With Common Table Expressions

Most of the methods described above can be re-written using common table expressions. Here is one way of using it to get the starting position and ending position of each element item and then using SUBSTRING to extract the value:
    WITH CTE ( pos_begin, pos_end ) AS (
        SELECT n1.n, ( SELECT MIN( n2.n )FROM Nbrs n2
                        WHERE SUBSTRING( ',' + @p + ',' , n2.n , 1 ) = ',' 
                          AND n2.n > n1.n ) 
          FROM Nbrs n1
         WHERE n1.n <= LEN( ',' + @p + ',' ) - 1 
           AND SUBSTRING( ',' + @p + ',' , n1.n , 1 ) = ',' )
    SELECT SUBSTRING( @p , pos_begin, pos_end - pos_begin - 1 ) AS "Value"

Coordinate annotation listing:

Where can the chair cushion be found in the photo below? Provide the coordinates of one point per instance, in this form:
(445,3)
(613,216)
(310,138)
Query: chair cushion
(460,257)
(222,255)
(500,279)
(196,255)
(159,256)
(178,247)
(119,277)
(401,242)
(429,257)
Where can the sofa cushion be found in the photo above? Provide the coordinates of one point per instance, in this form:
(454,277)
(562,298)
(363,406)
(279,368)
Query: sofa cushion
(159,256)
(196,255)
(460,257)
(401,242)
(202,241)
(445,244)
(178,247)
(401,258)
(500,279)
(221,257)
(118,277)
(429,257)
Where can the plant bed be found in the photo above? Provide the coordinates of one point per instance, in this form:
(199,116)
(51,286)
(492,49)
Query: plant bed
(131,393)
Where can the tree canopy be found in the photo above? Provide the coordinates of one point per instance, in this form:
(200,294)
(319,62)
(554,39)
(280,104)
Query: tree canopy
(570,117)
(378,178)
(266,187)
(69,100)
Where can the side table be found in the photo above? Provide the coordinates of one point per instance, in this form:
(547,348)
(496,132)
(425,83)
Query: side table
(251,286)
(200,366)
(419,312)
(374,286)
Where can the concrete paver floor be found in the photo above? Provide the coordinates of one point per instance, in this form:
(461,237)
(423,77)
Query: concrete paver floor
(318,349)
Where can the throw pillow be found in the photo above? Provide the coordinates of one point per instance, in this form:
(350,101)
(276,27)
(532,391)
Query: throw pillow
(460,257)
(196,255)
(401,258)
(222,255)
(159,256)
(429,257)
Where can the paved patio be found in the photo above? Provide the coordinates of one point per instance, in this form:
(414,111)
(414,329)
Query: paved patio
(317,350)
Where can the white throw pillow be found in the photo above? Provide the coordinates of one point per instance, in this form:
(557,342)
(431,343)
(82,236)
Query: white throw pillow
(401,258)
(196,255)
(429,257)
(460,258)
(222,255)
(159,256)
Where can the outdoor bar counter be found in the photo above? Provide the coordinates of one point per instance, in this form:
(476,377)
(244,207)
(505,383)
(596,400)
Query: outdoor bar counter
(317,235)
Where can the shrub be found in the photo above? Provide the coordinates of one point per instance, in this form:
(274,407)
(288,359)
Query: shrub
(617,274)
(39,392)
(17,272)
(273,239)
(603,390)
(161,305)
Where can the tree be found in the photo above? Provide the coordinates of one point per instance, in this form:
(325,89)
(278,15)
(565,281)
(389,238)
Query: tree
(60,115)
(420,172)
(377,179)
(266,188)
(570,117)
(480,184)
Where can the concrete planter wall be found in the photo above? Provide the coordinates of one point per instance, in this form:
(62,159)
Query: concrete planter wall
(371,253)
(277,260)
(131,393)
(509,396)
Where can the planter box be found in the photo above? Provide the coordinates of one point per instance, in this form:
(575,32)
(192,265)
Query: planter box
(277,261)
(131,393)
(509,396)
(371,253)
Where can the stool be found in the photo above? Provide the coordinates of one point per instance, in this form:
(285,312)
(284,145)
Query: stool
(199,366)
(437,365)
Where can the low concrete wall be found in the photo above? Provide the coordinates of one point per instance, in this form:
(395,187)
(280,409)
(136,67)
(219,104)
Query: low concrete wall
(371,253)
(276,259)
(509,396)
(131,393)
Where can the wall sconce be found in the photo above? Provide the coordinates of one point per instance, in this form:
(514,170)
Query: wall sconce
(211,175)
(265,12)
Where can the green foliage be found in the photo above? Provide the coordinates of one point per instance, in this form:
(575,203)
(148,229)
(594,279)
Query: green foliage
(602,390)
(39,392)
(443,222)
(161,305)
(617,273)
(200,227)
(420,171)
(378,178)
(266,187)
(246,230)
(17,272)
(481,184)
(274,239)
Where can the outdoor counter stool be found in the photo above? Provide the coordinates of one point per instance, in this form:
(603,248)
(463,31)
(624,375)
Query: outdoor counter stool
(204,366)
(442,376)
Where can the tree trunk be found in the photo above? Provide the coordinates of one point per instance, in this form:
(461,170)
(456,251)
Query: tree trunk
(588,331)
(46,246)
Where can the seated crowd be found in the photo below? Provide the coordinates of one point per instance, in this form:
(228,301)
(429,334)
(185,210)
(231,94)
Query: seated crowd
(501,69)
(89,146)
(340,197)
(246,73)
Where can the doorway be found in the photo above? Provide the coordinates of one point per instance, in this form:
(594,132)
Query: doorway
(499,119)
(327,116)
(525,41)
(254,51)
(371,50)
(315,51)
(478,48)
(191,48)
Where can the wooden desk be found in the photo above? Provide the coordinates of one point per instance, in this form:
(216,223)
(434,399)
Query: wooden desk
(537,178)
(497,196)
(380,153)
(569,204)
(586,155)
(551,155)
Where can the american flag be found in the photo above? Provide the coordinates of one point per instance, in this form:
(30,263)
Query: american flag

TO-DO LIST:
a) In the excerpt on common table expressions, which two positions does the shown method get for each element item before extracting the value?
b) Continue the excerpt on common table expressions from the point where it stops.

ANSWERS TO THE TASKS:
a) The starting position and the ending position.

b)
      FROM CTE ;
Another concise approach with Common table expressions is to use a recursive CTE. It does not use a table of sequentially incrementing numbers, however it can be a bit inefficient for larger strings. Here is an example.
    WITH CTE ( pos, pos_begin, pos_end ) AS (
	    SELECT 0, 1, CHARINDEX( ',', @p + ',' ) 
	     UNION ALL
	    SELECT pos + 1, pos_end + 1, CHARINDEX( ',', @p + ',', pos_end + 1 ) 
	      FROM CTE
	     WHERE CHARINDEX( ',', @p + ',', pos_end + 1 ) > 0 )
    SELECT pos + 1, SUBSTRING( @p, pos_begin , pos_end - pos_begin ) AS "value"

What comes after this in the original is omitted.